__REQUEST__
List every line of the listing below that contains the word "white", treating case as significant.
-------- THE DATA
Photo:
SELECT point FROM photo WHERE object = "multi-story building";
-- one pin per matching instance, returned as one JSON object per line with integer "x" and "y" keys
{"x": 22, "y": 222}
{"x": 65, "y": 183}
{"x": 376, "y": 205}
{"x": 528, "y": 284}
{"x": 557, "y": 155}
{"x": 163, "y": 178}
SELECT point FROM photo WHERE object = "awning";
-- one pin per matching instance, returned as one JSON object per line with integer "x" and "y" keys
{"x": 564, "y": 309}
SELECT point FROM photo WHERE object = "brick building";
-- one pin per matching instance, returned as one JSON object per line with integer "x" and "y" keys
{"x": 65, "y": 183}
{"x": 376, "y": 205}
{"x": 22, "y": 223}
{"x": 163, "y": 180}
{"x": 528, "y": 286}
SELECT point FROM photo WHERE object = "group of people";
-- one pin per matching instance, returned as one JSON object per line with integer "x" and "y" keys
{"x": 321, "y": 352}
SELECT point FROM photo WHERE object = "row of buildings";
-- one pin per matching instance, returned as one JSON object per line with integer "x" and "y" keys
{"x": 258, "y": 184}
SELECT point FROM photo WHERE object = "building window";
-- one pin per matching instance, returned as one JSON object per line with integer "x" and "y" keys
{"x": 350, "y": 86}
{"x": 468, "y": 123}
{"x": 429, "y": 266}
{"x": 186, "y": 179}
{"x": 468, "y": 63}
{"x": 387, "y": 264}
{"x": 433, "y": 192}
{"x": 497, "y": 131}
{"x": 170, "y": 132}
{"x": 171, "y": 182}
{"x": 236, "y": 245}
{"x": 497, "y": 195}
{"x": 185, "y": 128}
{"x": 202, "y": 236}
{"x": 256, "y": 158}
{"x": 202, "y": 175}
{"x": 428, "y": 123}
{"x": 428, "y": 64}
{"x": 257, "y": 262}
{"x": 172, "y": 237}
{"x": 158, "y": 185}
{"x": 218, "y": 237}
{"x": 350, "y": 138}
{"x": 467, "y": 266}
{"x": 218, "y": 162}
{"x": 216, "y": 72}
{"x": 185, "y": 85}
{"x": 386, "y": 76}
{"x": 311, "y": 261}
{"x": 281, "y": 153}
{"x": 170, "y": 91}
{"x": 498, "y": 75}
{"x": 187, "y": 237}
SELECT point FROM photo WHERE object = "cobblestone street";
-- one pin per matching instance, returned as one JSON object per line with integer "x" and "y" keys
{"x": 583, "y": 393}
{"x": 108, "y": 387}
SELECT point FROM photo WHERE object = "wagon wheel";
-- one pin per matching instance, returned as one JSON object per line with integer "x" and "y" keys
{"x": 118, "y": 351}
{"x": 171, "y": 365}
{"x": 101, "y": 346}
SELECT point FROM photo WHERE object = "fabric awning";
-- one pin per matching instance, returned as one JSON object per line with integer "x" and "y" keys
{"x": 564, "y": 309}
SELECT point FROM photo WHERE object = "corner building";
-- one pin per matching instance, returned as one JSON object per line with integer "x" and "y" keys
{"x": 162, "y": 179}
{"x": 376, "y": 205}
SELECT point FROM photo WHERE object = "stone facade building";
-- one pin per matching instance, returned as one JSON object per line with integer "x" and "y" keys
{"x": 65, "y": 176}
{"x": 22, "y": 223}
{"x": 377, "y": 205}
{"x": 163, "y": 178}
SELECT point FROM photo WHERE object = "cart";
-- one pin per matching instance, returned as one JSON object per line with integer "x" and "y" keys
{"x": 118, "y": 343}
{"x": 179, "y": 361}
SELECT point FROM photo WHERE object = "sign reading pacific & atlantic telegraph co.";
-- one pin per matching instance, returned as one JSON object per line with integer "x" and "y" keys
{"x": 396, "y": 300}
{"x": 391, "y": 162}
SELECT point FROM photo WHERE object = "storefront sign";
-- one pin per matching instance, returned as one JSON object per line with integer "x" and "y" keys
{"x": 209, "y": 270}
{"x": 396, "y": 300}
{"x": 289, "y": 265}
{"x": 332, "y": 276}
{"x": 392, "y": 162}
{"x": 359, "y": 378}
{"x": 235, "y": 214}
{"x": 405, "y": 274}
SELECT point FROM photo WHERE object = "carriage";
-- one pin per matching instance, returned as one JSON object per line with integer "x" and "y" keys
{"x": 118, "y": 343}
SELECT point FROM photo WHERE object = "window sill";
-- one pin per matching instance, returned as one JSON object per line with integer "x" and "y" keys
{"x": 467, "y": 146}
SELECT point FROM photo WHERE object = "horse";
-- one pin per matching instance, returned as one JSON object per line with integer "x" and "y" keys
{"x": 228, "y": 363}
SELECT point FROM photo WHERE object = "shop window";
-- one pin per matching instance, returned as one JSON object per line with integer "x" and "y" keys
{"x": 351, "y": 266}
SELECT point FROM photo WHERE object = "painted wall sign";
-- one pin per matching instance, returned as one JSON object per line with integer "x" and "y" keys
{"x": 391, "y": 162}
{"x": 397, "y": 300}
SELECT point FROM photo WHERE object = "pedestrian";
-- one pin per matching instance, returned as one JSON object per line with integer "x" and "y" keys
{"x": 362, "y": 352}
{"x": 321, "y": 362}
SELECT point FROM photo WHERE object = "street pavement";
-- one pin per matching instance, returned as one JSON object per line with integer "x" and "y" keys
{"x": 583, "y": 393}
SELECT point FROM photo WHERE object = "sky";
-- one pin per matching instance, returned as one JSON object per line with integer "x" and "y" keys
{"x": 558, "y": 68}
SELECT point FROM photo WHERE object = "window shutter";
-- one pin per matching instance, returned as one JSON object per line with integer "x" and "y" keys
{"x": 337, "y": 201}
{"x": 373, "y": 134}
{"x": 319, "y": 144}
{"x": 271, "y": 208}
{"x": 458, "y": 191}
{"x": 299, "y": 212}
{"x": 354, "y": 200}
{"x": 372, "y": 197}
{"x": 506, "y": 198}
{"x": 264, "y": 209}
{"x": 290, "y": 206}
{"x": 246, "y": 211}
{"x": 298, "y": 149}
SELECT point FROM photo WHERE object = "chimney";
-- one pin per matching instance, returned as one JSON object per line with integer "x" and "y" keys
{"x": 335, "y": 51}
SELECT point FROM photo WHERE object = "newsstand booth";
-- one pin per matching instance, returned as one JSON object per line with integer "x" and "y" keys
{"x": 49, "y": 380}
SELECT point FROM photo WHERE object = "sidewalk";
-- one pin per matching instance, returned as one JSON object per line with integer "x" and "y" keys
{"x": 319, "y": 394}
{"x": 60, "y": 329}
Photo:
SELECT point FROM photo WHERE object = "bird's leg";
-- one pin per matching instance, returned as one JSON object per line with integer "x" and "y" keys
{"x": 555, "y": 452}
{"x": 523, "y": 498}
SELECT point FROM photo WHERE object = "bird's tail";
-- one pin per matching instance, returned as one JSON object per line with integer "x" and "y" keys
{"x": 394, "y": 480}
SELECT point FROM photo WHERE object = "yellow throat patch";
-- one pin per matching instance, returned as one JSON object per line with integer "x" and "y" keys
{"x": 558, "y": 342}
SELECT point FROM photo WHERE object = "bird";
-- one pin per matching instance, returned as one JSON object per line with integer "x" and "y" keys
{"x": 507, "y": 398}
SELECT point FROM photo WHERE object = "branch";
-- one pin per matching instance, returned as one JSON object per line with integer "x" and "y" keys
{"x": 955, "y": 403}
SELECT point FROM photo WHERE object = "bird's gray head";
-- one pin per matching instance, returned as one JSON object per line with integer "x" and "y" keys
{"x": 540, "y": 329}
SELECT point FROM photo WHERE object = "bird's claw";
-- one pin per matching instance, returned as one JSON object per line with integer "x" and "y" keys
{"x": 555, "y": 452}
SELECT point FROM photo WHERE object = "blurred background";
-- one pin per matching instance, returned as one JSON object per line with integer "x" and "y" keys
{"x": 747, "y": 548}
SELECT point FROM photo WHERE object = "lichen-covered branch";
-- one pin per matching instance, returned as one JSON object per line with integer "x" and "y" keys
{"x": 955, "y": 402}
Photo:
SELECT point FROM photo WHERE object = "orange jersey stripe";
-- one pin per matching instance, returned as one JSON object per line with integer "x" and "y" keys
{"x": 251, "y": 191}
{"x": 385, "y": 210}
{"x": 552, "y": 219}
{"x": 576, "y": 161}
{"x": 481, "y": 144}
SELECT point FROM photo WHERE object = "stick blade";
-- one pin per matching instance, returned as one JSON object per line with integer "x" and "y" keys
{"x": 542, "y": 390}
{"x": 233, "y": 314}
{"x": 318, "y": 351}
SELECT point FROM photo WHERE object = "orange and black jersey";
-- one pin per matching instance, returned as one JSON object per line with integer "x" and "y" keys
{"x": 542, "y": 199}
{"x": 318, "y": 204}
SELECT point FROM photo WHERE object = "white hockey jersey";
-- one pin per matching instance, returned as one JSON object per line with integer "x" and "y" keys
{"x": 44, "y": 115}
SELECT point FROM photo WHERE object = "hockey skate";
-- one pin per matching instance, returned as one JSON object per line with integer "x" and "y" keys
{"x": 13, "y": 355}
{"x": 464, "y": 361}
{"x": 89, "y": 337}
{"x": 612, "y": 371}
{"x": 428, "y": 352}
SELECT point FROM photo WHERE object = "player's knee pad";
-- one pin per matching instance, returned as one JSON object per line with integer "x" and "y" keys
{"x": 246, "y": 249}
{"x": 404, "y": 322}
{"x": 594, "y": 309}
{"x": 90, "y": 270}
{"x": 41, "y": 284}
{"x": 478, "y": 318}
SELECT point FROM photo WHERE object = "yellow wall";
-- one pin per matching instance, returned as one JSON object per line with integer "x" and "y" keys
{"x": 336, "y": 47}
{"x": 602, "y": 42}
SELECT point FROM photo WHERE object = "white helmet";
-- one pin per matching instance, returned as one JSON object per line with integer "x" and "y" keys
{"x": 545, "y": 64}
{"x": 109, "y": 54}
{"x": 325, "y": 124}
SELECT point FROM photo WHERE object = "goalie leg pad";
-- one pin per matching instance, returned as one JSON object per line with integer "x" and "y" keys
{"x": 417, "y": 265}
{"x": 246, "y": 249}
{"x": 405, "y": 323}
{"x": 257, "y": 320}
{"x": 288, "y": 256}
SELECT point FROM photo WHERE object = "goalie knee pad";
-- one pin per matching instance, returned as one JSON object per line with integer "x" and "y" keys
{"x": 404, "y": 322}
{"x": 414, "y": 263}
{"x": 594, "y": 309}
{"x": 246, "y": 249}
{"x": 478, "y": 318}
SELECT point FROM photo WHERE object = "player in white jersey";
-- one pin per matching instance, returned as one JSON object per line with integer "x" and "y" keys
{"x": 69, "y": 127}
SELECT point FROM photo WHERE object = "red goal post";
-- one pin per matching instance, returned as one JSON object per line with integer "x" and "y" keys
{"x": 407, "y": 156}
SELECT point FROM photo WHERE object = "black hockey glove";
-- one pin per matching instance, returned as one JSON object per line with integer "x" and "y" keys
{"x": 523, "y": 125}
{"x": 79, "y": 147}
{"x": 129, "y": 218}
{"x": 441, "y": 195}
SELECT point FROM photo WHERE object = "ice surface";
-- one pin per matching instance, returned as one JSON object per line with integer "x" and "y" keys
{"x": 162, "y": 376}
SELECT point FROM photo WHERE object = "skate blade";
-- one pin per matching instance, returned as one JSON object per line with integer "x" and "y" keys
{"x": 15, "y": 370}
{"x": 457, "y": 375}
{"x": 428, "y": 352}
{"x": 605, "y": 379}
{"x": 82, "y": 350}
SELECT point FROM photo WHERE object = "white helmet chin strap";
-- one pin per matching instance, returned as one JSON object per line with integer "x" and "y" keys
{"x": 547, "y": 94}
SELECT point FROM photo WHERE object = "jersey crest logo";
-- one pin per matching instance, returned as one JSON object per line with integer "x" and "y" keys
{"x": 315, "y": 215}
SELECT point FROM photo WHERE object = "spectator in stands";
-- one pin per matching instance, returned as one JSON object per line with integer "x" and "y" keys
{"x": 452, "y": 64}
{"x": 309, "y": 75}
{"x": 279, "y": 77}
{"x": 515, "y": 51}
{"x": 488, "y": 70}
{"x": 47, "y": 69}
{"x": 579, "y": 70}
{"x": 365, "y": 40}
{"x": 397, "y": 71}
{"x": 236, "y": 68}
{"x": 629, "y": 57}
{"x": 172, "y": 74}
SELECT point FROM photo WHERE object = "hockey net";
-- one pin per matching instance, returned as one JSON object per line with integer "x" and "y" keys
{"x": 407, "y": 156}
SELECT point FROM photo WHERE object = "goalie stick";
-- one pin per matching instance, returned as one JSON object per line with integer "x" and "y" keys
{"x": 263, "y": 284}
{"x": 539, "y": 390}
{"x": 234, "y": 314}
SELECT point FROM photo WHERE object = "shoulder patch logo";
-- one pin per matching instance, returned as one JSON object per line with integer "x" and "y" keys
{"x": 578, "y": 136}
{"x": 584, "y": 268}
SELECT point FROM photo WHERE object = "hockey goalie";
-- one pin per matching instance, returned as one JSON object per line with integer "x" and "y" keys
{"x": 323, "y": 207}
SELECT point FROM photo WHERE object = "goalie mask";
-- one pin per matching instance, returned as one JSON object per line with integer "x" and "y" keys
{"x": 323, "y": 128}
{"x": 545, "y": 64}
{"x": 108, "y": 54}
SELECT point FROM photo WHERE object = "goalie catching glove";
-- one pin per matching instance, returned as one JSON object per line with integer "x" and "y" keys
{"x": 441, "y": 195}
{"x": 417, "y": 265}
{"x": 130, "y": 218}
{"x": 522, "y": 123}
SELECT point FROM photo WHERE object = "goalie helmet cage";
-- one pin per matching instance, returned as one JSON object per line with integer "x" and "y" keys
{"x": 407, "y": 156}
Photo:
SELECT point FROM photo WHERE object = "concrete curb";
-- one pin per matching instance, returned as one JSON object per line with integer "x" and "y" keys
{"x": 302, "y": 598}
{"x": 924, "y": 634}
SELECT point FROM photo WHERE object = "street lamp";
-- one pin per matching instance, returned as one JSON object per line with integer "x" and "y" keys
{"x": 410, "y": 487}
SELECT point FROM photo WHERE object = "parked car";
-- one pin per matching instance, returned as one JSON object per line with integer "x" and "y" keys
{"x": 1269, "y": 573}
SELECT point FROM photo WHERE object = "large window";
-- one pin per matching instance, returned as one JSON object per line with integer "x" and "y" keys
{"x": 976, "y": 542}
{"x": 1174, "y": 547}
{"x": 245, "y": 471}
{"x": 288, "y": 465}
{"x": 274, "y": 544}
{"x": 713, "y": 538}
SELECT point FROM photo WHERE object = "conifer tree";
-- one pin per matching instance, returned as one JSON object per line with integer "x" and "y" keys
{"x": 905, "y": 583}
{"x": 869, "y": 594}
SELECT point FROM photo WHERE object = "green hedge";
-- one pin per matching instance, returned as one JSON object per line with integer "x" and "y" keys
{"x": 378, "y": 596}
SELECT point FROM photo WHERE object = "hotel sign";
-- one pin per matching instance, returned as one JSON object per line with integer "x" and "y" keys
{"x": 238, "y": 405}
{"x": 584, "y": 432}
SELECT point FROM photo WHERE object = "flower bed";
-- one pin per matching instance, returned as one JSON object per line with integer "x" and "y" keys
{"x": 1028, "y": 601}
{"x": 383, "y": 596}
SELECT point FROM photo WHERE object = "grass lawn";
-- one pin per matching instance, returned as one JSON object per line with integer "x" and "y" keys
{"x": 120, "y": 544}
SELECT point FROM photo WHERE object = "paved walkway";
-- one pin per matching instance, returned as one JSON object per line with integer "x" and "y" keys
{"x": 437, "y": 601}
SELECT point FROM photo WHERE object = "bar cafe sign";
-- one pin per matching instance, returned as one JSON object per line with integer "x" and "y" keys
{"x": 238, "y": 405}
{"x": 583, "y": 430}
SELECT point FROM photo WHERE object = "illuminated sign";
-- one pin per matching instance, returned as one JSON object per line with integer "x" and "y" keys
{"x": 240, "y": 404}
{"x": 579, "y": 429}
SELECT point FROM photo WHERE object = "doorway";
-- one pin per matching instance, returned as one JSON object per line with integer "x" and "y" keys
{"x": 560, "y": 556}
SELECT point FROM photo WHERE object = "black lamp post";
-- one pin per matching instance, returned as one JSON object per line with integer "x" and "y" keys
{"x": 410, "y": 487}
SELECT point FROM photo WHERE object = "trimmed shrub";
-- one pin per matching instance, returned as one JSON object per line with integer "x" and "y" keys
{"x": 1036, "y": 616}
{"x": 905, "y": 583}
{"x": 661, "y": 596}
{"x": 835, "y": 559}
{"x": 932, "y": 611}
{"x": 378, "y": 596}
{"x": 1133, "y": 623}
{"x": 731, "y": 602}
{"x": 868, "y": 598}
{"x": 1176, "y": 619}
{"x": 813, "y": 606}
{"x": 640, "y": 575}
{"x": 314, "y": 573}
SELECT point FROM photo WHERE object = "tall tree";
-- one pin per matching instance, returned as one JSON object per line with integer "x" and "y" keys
----------------
__FINISHED TASK__
SELECT point FROM photo WHERE object = "white hockey jersey";
SELECT point FROM photo WHERE object = "white helmet";
SELECT point FROM photo WHERE object = "player in white jersey";
SELECT point FROM photo WHERE object = "white helmet chin strap";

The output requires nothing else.